Data items:
* BEGIN *

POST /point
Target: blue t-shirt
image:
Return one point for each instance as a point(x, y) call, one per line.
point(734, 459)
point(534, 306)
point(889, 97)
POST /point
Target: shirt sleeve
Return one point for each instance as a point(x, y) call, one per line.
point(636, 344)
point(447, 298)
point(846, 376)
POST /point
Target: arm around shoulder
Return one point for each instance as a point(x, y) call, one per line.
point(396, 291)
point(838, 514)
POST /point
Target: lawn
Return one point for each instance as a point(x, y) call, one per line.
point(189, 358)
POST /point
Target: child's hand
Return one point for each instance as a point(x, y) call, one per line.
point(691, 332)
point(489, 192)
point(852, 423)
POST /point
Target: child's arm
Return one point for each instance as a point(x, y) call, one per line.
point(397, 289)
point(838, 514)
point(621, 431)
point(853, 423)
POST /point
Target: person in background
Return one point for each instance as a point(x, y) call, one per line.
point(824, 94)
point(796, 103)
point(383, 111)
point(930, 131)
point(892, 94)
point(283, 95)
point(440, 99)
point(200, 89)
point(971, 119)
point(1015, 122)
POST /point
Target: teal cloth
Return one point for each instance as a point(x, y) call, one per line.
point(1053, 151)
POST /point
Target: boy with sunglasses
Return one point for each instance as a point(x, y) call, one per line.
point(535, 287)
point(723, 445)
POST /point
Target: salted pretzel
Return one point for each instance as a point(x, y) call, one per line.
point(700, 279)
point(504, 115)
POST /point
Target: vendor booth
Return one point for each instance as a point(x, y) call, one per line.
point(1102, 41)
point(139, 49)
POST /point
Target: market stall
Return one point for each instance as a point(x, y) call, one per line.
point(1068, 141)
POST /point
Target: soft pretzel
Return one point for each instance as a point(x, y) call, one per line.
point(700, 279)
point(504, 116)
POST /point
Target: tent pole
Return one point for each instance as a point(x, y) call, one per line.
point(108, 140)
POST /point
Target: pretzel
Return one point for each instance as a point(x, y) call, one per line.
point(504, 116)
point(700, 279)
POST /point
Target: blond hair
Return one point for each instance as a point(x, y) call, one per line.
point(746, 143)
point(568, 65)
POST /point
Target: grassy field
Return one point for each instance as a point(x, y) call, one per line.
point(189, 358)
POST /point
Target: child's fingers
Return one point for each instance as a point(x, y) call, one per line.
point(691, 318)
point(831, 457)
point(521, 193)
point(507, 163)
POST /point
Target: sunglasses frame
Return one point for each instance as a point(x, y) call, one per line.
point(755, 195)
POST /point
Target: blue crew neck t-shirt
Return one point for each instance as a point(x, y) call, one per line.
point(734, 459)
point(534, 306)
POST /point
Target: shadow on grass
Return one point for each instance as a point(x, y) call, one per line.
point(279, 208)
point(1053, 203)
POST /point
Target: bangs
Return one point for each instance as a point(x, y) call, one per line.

* END *

Shift every coordinate in the answer points by adding -63 to it, and reproduce the material together with its requests from the beginning through the line containing "point(723, 445)", including that line.

RESULT OF THE TASK:
POST /point
Target: blue t-shirt
image:
Return one point for each instance as a point(x, y) call, one per line.
point(671, 396)
point(471, 243)
point(826, 34)
POST /point
Target: shirt sleeve
Return one point for each instance as a point(x, y) call, one per line.
point(573, 281)
point(384, 235)
point(783, 313)
POST /point
Target: arm around shoulder
Return one point for each instance as a point(x, y) call, one per line.
point(333, 228)
point(775, 451)
POST /point
Target: lawn
Return one point for each instance as a point(x, y) call, one per line.
point(126, 295)
POST /point
Target: child's hand
Return one point for each instance as a point(x, y) call, one per line.
point(628, 269)
point(426, 129)
point(789, 360)
POST /point
Target: child's arm
Return one point for each instance as a point(x, y) call, one per line.
point(334, 226)
point(775, 451)
point(558, 368)
point(790, 360)
POST /point
Target: person in background
Return one point for each instance as a point(x, y) call, one per line.
point(761, 31)
point(733, 40)
point(320, 48)
point(867, 68)
point(829, 31)
point(220, 32)
point(377, 36)
point(137, 26)
point(908, 56)
point(952, 59)
POST /point
Target: teal cloth
Return one point for each instance as a point(x, y) call, one per line.
point(990, 88)
POST /point
Target: boy with sunglasses
Return one point for each instance as a point(x, y) call, one per line.
point(472, 224)
point(660, 382)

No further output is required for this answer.